# [ENTRIES]
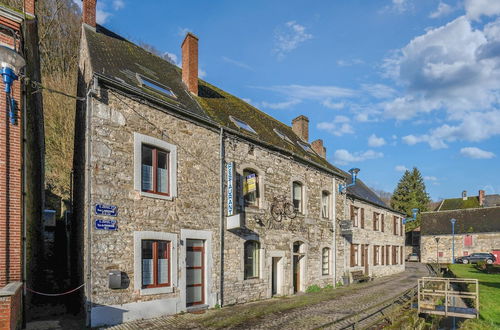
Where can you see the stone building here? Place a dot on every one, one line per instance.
(186, 197)
(476, 230)
(21, 160)
(375, 235)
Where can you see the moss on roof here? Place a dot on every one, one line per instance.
(459, 203)
(121, 60)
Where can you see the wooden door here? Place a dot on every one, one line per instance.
(195, 272)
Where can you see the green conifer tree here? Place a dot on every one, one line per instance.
(410, 193)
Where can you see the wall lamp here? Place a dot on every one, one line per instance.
(11, 63)
(414, 216)
(354, 173)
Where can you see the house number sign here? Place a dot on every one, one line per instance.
(104, 209)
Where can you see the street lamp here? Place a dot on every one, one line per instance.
(11, 63)
(453, 239)
(354, 173)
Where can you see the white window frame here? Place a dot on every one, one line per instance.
(139, 236)
(139, 140)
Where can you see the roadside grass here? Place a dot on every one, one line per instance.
(245, 314)
(489, 295)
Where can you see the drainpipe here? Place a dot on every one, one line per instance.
(89, 204)
(221, 238)
(334, 222)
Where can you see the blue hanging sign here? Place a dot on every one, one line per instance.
(103, 209)
(104, 224)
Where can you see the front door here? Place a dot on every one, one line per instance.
(195, 272)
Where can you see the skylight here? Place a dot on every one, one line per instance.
(155, 86)
(283, 136)
(305, 146)
(243, 125)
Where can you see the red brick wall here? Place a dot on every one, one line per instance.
(10, 181)
(10, 311)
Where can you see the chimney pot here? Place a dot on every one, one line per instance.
(88, 9)
(300, 126)
(189, 49)
(29, 7)
(317, 146)
(481, 197)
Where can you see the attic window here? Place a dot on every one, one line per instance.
(282, 135)
(155, 86)
(242, 124)
(305, 146)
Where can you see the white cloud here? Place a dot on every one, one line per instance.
(118, 4)
(338, 127)
(476, 8)
(237, 63)
(279, 105)
(374, 141)
(443, 9)
(401, 168)
(473, 152)
(344, 157)
(288, 37)
(333, 105)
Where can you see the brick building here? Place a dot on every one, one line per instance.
(209, 200)
(21, 164)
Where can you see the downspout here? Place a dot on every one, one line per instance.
(334, 228)
(221, 238)
(89, 204)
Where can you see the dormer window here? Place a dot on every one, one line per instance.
(282, 135)
(305, 146)
(155, 86)
(241, 124)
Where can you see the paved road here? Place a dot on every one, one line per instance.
(308, 317)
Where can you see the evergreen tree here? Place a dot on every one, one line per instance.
(410, 193)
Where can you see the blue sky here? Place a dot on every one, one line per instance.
(387, 85)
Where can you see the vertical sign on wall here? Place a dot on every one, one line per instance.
(230, 188)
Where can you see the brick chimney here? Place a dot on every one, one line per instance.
(319, 148)
(190, 62)
(29, 7)
(481, 197)
(89, 12)
(300, 126)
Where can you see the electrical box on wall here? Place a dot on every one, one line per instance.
(115, 279)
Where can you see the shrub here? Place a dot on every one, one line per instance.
(313, 288)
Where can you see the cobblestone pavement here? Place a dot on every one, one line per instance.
(355, 300)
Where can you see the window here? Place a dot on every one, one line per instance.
(155, 86)
(325, 204)
(354, 255)
(251, 259)
(154, 175)
(251, 187)
(155, 167)
(241, 124)
(305, 146)
(297, 196)
(376, 221)
(282, 135)
(325, 261)
(155, 256)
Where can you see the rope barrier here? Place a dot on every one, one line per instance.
(55, 294)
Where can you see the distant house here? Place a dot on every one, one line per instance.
(477, 229)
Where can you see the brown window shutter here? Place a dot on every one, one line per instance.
(352, 255)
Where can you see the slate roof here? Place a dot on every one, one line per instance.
(478, 220)
(120, 60)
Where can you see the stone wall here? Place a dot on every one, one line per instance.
(275, 176)
(481, 242)
(371, 237)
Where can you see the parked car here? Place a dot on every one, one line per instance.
(475, 257)
(413, 257)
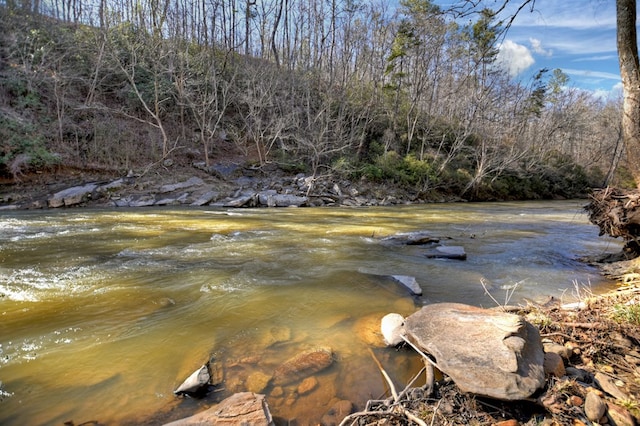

# [DESCRIPTION OF THE TASK]
Which lines in the items contain the word "blue", matching its case exactly? Gather every such line.

# [RESULT OF THIS EXERCISE]
Where can you see the blue hanging sign here? Place a dot on every one, one line per instance.
Where can you see the blue sky here? Place a dot on every one, one line per instance.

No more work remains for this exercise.